▶ [PASSAGE]:
12% interest on a $31 trillion debt is $3.7 trillion per year. The federal government is expected to spend $5.9 trillion in 2022, according to the Congressional Budget office, meaning the interest on the debt would be 63% of total government expenditures. That’s to stop inflation. What about just using the current Fed rate hikes?
If the Fed only increases rates to 4%, interest on the national debt would be over $1.2 trillion per year. This is compared to only $300 billion on debt service in 2021. But that is still 20% of the federal budget and climbing as there is no political appetite for cutting entitlements or other promised spending. Raising income tax rates won’t be enough to raise this kind of revenue, and hiking taxes during a recession will only make this entire fiasco far worse.
There is no easy way out of this self-inflicted disaster. The government could certainly print more money to cover the debt service, but that would worsen the inflation they are trying to fight. Creating more inflation to fight inflation may make sense to our brilliant president but not to anyone else.
This would be like consumers maxing out their credit cards, unable to make more than the minimum monthly payment, and asking for a credit increase so they can keep spending, going further into debt. That is exactly where America is headed.
As a real economist Herb Stein once observed, “If something cannot go on forever, it will stop.” This applies not only to the American economy, but also the entire American experiment and society, unless there is a serious course correction. What a choice – runaway inflation or a depression, or both.
There are no good solutions here other than the tough and painful high interest rates and recession that we went through in the early Reagan years to end the Carter era stagflation. Only now the debt is now far larger. It was less than a trillion when Reagan was elected in 1980. Now it is 30 times higher, meaning much greater debt service.
15% interest on a $1 trillion debt was $150 billion in the early 1980s, close to what we have spent today financing our proxy war against Russia. Debt service will soon be greater than the entire federal budget during Reagan’s years.

▶ [EXERCISES]:
[1] Please answer these questions from the passage on federal debt interest, one per line:
(a) At 12% interest, what share of total government expenditures would the interest on the debt be?
(b) How much was spent on debt service in 2021?
(c) How large was the debt when Reagan was elected in 1980?
[2] Reproduce word for word everything in the passage on federal debt interest from "This would be" down to "depression, or both.".
[3] Extend the passage on federal debt interest with new text that follows on from its final sentence.

▶ [GIVEN ENTRIES]:
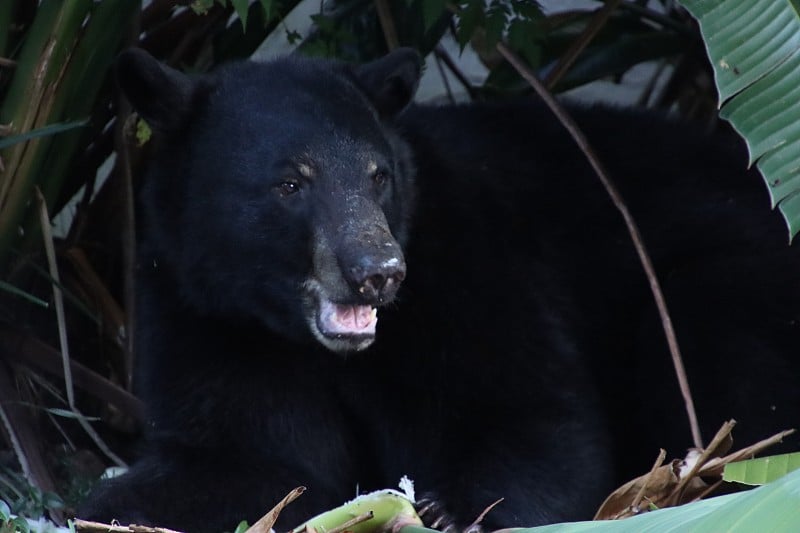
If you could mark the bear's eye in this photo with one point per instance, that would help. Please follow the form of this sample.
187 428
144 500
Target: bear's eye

==

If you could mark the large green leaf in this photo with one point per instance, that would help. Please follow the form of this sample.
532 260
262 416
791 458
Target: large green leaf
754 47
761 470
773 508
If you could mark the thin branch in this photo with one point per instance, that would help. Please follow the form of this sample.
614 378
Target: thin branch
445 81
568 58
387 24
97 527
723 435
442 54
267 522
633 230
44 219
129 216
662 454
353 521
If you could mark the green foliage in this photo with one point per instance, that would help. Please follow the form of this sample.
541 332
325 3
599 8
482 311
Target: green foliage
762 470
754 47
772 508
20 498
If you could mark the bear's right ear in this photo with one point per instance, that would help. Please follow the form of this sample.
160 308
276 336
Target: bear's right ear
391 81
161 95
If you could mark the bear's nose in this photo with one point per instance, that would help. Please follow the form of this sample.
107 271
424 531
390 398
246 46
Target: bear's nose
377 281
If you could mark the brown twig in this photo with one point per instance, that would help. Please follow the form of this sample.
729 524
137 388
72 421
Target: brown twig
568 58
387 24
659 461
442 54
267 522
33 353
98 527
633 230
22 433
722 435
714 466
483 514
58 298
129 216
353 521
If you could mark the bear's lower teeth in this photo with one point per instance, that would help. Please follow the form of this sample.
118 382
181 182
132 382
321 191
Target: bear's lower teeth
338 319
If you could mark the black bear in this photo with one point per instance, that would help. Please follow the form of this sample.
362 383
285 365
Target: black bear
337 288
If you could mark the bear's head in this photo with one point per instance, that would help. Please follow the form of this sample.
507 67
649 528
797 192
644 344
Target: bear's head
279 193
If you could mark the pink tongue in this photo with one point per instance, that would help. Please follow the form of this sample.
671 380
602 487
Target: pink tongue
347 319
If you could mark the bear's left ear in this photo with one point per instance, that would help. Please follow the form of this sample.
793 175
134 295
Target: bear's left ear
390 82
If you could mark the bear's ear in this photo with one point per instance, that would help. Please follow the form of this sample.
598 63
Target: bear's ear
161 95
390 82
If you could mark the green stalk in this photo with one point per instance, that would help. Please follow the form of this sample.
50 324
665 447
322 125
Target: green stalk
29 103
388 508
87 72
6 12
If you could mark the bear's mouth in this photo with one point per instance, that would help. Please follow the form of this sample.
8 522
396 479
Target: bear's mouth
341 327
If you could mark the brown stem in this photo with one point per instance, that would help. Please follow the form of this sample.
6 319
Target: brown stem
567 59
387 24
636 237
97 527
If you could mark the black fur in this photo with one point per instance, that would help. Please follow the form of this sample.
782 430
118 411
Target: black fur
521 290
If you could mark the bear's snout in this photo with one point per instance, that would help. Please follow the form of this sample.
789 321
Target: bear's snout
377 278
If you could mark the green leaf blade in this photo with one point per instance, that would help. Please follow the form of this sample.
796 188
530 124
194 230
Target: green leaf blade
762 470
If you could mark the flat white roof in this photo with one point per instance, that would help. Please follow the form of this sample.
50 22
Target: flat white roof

▶ [ANSWERS BELOW]:
[1]
(a) 63%
(b) $300 billion
(c) Less than a trillion

[2]
This would be like consumers maxing out their credit cards, unable to make more than the minimum monthly payment, and asking for a credit increase so they can keep spending, going further into debt. That is exactly where America is headed.
As a real economist Herb Stein once observed, “If something cannot go on forever, it will stop.” This applies not only to the American economy, but also the entire American experiment and society, unless there is a serious course correction. What a choice – runaway inflation or a depression, or both.

[3]
The Fed has been printing money through “quantitative easing” for over a decade and the chickens are coming home to roost for this massive and reckless printing of easy money. Was this incompetence on the part of the Fed, made up of “supposedly smart” economists? Or was this a deliberate scheme to eventually crash the economy and destroy the middle class?
This would be a good question for Cloward and Piven. Their “strategy” was to implement political crisis to achieve a guaranteed annual income. Watch the news today and see that their strategy, first published in 1966, is playing out in 2022. Crash the economy, wipe out the middle class’s savings and wealth, and “rescue” everyone with a “guaranteed annual income” barely sufficient to cover Nancy Pelosi’s gourmet ice cream consumption.
Ideas like cutting government spending and lowering tax rates to grow the economy are lost on the Biden administration, which is hell bent on doing the exact opposite, continuing to spend money it doesn’t have on Ukraine, renewable energy, student loan forgiveness, and other wasteful endeavors. The Fed’s only option now is to fight inflation by creating more inflation, inflating away our unsustainable national debt, destroying the middle class and the American dream. Only in Washington, DC does this pass for logic.
The current trajectory is to double down on fiscal insanity. As the saying goes, “when in a hole, stop digging”. The current administration is not only continuing to dig but is also bringing in the big earth movers to dig a much deeper hole. This will not end well for America or the world as the mother of all debt bombs is soon due to explode.
Brian C Joondeph, MD, is a physician and writer.